MONTPELIER, Vt. (AP) – The fatal shooting of a gun-wielding man by police last April was justified given the threat he posed to police and others, Vermont’s attorney general and a county prosecutor said Friday. But the man’s brother said police could’ve done more to avoid the fatal confrontation.

Darren Tufts, 41, was shot 10 times by two Vermont State Police troopers after pointing an assault rifle at them in the April 22 incident outside his Bradford home.

“This was a pretty clear-cut situation the officers confronted,” said Assistant Attorney General Matthew Levine, who oversaw the state’s review. “They had no other choice but to act as they did.”

Tufts, who had told his girlfriend earlier that he’d shoot himself or police if they came to his home, was shot once when he stepped toward Sgt. Michael Manley and Trooper Hugh O’Donnell and again when he pulled a pistol after falling to his knees, according to Attorney General William Sorrell and Orange County State’s Attorney William Porter, who conducted parallel reviews that reached the same conclusion.

Tufts, who died at the scene, had marijuana, alcohol and enough antidepressant Venlafaxine in his system to kill him when he was shot, an autopsy found.

His guns weren’t loaded, but police didn’t know that at the time, according to Sorrell and Porter.

“Considering the serious and continuing threat, the officers’ decision to use deadly force was reasonable and justified,” they said in a news release announcing their findings.

Police were called to his home on noise complaints twice before that day, but left each time after being unable to make contact with him. When the neighbor called 911 again to report shots fired, Manley, O’Donnell and Bradford Police Chief Gene Martin responded.

Told by Tufts’ girlfriend that he may be suicidal, they arrived to find the house on fire and Tufts on the front porch. He stepped off the porch onto a stone step and then took another step toward the officers before they fired, according to Sorrell and Porter.

“Fearing he was about to be shot, O’Donnell fired first, hitting Tufts who fell to his knees. The rifle fell next to Tufts. Tufts then made a twisting movement and reached to his side with one arm. It appeared to Manley that Tufts was reaching down to pick up the rifle. However, O’Donnell saw Tufts pulling out a handgun. Both Manley and O’Donnell then fired additional shots,” Sorrell and Porter said.

All told, 12 shots were fired – nine from O’Donnell’s assault rifle, three from Manley’s pistol – and 10 hit Tufts.

An autopsy by Chief Medical Examiner Dr. Steven Shapiro found that the shots killed him but that the Venlafaxine, which was 10 times the therapeutic dose, could’ve killed him if the shots hadn’t.

An investigation into the fire showed it started in Tufts’ apartment, probably from a broken glass kerosene lamp.

[WORK INSTRUCTION A] Copy out the passage of the Bradford shooting article from "His guns weren’t" up to and including "fired, according to Sorrell and Porter.".
[WORK INSTRUCTION B] Translate this sentence from the Bradford shooting article into Spanish: "An investigation into the fire showed it started in Tufts’ apartment, probably from a broken glass kerosene lamp."
[WORK INSTRUCTION C] Condense the paragraph of the Bradford shooting article beginning "Tufts, who had told his girlfriend earlier" into a short bulleted list that keeps its main facts.
The listing after this point comes from a different source than the Bradford shooting article.

[RECORD SET]

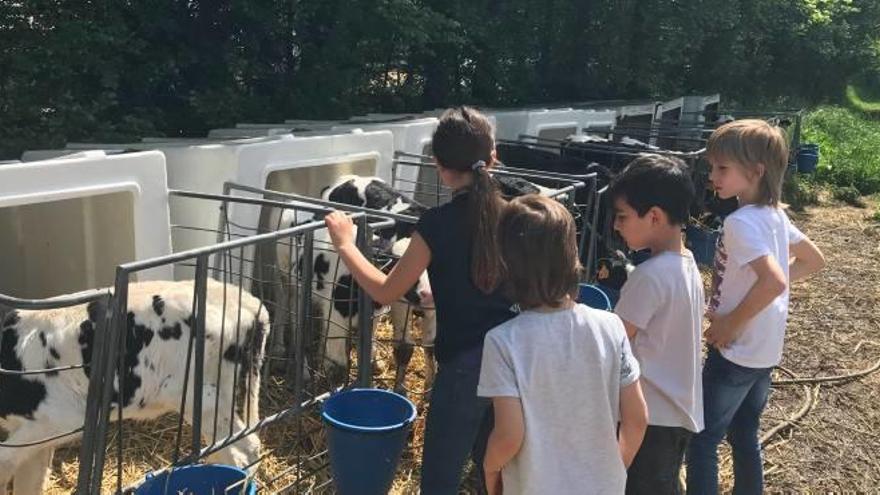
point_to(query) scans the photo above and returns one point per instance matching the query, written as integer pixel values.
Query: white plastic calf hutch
(237, 133)
(410, 136)
(69, 222)
(302, 165)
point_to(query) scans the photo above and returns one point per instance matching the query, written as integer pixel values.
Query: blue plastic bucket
(366, 433)
(594, 297)
(198, 479)
(807, 161)
(702, 243)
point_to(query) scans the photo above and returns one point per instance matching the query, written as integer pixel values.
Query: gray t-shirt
(663, 297)
(567, 368)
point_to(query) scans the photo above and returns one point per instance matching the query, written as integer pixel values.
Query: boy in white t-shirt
(661, 306)
(759, 255)
(561, 375)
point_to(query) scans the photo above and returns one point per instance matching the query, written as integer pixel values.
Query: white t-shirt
(750, 233)
(567, 368)
(663, 297)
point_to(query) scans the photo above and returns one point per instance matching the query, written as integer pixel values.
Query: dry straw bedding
(819, 437)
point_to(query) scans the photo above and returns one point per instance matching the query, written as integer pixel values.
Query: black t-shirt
(464, 313)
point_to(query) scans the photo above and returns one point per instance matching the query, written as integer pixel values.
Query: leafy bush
(799, 191)
(849, 144)
(849, 195)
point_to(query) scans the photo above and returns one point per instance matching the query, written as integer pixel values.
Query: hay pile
(820, 437)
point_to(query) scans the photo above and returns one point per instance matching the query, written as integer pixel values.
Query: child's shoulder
(597, 320)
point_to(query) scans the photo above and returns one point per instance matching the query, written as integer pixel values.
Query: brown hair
(751, 142)
(463, 139)
(539, 251)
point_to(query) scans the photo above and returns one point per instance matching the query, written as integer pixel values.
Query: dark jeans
(734, 397)
(457, 427)
(657, 464)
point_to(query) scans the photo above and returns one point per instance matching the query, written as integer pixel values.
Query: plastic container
(198, 479)
(702, 242)
(594, 297)
(808, 158)
(366, 434)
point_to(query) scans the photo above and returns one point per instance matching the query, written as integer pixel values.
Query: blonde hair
(750, 143)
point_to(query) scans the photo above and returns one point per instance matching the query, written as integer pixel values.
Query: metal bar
(199, 332)
(226, 246)
(328, 206)
(365, 313)
(65, 301)
(118, 328)
(93, 410)
(4, 372)
(520, 172)
(305, 304)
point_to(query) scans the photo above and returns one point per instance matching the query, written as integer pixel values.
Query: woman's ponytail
(464, 142)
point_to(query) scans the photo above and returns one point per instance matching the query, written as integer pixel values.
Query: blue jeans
(457, 427)
(734, 397)
(654, 470)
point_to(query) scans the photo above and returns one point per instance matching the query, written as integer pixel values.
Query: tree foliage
(79, 70)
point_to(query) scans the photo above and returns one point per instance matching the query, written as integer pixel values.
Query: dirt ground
(821, 437)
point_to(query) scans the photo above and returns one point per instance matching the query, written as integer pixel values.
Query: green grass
(849, 142)
(854, 99)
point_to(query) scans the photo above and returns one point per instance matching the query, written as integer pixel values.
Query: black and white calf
(159, 321)
(334, 304)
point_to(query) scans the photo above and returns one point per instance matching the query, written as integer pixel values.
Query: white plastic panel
(412, 136)
(238, 133)
(597, 119)
(205, 165)
(670, 111)
(69, 222)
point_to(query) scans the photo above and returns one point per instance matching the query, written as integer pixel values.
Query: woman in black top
(457, 243)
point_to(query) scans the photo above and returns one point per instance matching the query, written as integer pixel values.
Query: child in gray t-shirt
(561, 375)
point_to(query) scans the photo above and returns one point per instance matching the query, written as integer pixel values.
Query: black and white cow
(335, 300)
(159, 320)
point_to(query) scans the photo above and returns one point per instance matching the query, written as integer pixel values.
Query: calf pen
(115, 454)
(213, 341)
(416, 176)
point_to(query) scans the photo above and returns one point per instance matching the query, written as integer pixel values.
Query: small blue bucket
(702, 242)
(366, 434)
(198, 479)
(594, 297)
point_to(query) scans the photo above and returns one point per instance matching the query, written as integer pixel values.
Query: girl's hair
(464, 141)
(539, 251)
(750, 142)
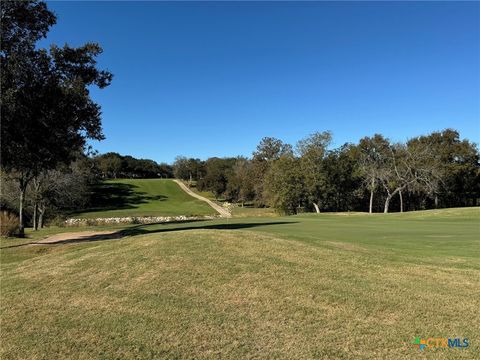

[RESULT A]
His guns weren’t loaded, but police didn’t know that at the time, according to Sorrell and Porter.

“Considering the serious and continuing threat, the officers’ decision to use deadly force was reasonable and justified,” they said in a news release announcing their findings.

Police were called to his home on noise complaints twice before that day, but left each time after being unable to make contact with him. When the neighbor called 911 again to report shots fired, Manley, O’Donnell and Bradford Police Chief Gene Martin responded.

Told by Tufts’ girlfriend that he may be suicidal, they arrived to find the house on fire and Tufts on the front porch. He stepped off the porch onto a stone step and then took another step toward the officers before they fired, according to Sorrell and Porter.

[RESULT B] Una investigación sobre el incendio mostró que comenzó en el apartamento de Tufts, probablemente a causa de una lámpara de queroseno de vidrio rota.

[RESULT C]
- Tufts had earlier told his girlfriend he would shoot himself or police if they came to his home.
- He was shot once when he stepped toward Sgt. Michael Manley and Trooper Hugh O’Donnell.
- He was shot again when he pulled a pistol after falling to his knees.
- This account comes from Attorney General William Sorrell and Orange County State’s Attorney William Porter. They conducted parallel reviews that reached the same conclusion.